[Records in a dataset]
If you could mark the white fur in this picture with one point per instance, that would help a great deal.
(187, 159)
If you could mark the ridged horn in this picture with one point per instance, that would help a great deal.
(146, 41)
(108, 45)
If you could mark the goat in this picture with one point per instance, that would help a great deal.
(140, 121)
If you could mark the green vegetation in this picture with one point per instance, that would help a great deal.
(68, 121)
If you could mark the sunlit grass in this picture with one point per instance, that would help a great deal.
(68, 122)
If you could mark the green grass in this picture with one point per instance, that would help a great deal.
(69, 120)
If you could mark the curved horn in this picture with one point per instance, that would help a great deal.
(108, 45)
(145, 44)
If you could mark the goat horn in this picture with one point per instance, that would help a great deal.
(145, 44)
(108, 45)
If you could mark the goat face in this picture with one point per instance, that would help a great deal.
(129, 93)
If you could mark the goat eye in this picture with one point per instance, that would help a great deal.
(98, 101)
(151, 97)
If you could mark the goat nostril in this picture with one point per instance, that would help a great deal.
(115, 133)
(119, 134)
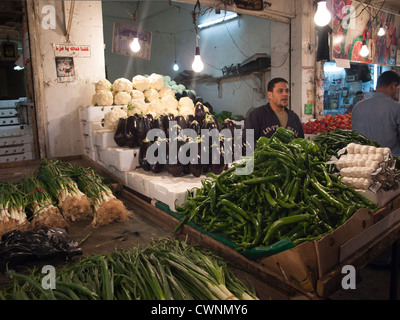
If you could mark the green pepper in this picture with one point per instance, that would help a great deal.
(282, 222)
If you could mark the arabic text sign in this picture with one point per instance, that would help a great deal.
(67, 50)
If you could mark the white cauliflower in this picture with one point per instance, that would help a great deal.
(103, 84)
(156, 106)
(122, 98)
(166, 91)
(185, 111)
(185, 102)
(111, 118)
(156, 81)
(122, 84)
(138, 106)
(140, 83)
(170, 103)
(136, 94)
(151, 94)
(103, 98)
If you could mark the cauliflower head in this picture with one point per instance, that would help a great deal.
(151, 94)
(122, 98)
(138, 106)
(166, 91)
(122, 84)
(103, 98)
(140, 83)
(156, 81)
(103, 84)
(185, 102)
(111, 118)
(136, 94)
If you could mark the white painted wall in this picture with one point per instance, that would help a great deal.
(63, 100)
(220, 45)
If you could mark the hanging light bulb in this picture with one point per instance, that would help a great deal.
(364, 50)
(322, 16)
(135, 45)
(381, 31)
(197, 64)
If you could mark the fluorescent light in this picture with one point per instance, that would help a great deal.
(219, 20)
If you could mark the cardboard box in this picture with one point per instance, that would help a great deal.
(306, 263)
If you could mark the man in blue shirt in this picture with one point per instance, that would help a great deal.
(378, 117)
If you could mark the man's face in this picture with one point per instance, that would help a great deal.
(279, 97)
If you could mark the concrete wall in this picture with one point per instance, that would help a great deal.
(58, 103)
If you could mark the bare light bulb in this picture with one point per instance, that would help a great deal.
(135, 45)
(197, 64)
(322, 16)
(364, 50)
(381, 32)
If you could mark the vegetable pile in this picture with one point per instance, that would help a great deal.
(164, 270)
(133, 131)
(328, 123)
(289, 194)
(56, 194)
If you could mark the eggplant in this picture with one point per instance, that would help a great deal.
(189, 120)
(132, 132)
(217, 161)
(199, 112)
(166, 120)
(196, 127)
(174, 167)
(142, 155)
(228, 124)
(144, 125)
(120, 133)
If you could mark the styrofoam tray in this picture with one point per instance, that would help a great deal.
(104, 139)
(123, 159)
(15, 140)
(381, 198)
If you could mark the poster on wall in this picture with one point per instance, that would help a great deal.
(123, 36)
(354, 23)
(65, 69)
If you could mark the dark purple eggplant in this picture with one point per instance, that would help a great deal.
(174, 167)
(195, 126)
(120, 133)
(142, 155)
(189, 120)
(199, 112)
(166, 120)
(228, 124)
(217, 159)
(144, 125)
(196, 169)
(132, 132)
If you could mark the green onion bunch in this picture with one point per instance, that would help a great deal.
(166, 269)
(12, 208)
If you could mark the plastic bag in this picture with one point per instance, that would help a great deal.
(19, 247)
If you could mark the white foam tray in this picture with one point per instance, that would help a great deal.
(122, 159)
(163, 186)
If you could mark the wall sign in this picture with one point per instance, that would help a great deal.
(9, 50)
(68, 50)
(352, 24)
(122, 38)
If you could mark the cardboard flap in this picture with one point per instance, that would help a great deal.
(328, 247)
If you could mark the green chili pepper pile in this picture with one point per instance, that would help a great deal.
(289, 194)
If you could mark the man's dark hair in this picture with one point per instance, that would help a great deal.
(387, 78)
(273, 82)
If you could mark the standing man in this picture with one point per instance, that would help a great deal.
(265, 120)
(378, 117)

### TASK PROMPT
In every record above, swap "one point per instance" for "a single point for each instance" and keep everything else the same. Leave the pictures out of your answer.

### REPLY
If you could mark the white fur in this picture with a single point for each instance, that would help a great deal.
(187, 159)
If you could mark the ridged horn in this picture with a single point for each instance, that would help a great deal.
(146, 41)
(108, 45)
If you could mark the goat in this picture with a single point for each instance, that would help a great deal.
(140, 121)
If you could mark the green vegetation in this picture with a single point for each instance, that would help a great deal.
(68, 121)
If you could mark the sunlit grass in this picture with a single point for each instance, that would help a great deal.
(68, 122)
If you could mark the green grass in this picture with a single point for each instance, that would help a great deal.
(69, 120)
If you could mark the curved horn in this picture with a single point for each instance, that would help a great deal.
(108, 45)
(145, 44)
If you could mark the goat horn in this picture with a single point for each instance, that would help a great deal.
(145, 44)
(108, 45)
If you could mark the goat face in this picture with a single point for each instance, that would help a great deal.
(129, 93)
If you could mark the goat eye in this picture with a single point for each instance, that would help a great deal.
(98, 101)
(151, 97)
If you could mark the goat nostril in this picture with a single point for each instance, that would help a great deal.
(115, 133)
(119, 134)
If you could mark the green pepper in this picture with a single point for each instance, that would help a great deal.
(282, 222)
If you could mark the arabic text sign in this picture with a single point for each instance, that would help a great deal.
(67, 50)
If you could mark the white cauliflower in this picture with a single point for each instance, that would help a great deal.
(103, 84)
(156, 106)
(122, 98)
(166, 91)
(185, 111)
(185, 102)
(111, 118)
(156, 81)
(122, 84)
(138, 106)
(140, 83)
(170, 103)
(136, 94)
(151, 94)
(103, 98)
If you could mark the cauliflower head in this picture with a single point for each instance, that would help a great deal.
(151, 94)
(122, 98)
(138, 106)
(166, 91)
(122, 84)
(103, 98)
(140, 83)
(156, 81)
(103, 84)
(185, 102)
(111, 118)
(136, 94)
If you could mark the white painted wall in this picture with a single point for each instance, that would help a great deal.
(63, 100)
(220, 45)
If you could mark the hanging light bulb in this picture with a single point for each instance, that would help a great deal.
(364, 50)
(322, 16)
(135, 45)
(381, 31)
(197, 64)
If you could mark the fluorescent light in this picture with a single point for each instance, that would help a great deal.
(219, 20)
If you could mark the cardboard box in this picture with a single point for each instance, that would help a great deal.
(306, 263)
If you could mark the man in blue shirt in this picture with a single point for each instance, that would help a great deal.
(378, 117)
If you could mark the man's face in this picture with a single point for each instance, that would help a great deal.
(279, 97)
If you could mark the concrete wall in this picture with a single point for each instance, that would help a great deal.
(58, 103)
If you could mark the bare light bulb in this picture with a single point for each instance, that would help a great deal.
(135, 45)
(197, 64)
(322, 16)
(364, 50)
(381, 32)
If you could mark the vegetable pile in this picture with a single point for each instance, that would help a great deal.
(164, 270)
(133, 131)
(328, 123)
(289, 194)
(56, 194)
If you could mark the eggplant in this picture with a single point for each instance, that would help a great deal.
(189, 120)
(132, 132)
(217, 161)
(199, 112)
(166, 120)
(196, 127)
(174, 167)
(142, 155)
(228, 124)
(144, 125)
(120, 133)
If you could mark the styrofoam tray in this picture with a single point for each instance, that would help a great deal.
(104, 139)
(123, 159)
(15, 140)
(381, 198)
If you could mark the poster on wall in this picture with a single point for each instance, that would help a great deal.
(123, 36)
(354, 23)
(65, 69)
If you could mark the dark purple eggplant in this picture with a single point for each instance, that would help a great deal.
(174, 167)
(195, 126)
(120, 133)
(142, 155)
(189, 120)
(199, 112)
(166, 120)
(228, 124)
(217, 159)
(144, 125)
(196, 169)
(132, 132)
If you could mark the green onion bunch in this picture with a single point for each instance, that would help a great deal.
(166, 269)
(12, 208)
If you could mark the plastic bag in this picture with a single point for each instance, that would help a great deal.
(19, 247)
If you could mark the white foam tray in this picture with a single point for each instance, that would help a great deal.
(122, 159)
(163, 186)
If you could mark the wall sign in this picture with a single point for each instance, that would help a great deal.
(9, 50)
(68, 50)
(352, 24)
(122, 38)
If you could mark the cardboard flap in this picture with a single point for each instance, that would help a great deal.
(328, 247)
If you could mark the green chili pepper pile in this picture with a single point for each instance, that would help a great deal.
(289, 194)
If you could mark the man's dark hair in this picture with a single point for each instance, that would help a great deal.
(387, 78)
(273, 82)
If you could mark the standing man in this picture with a single point for each instance, that would help a great deal.
(265, 120)
(378, 117)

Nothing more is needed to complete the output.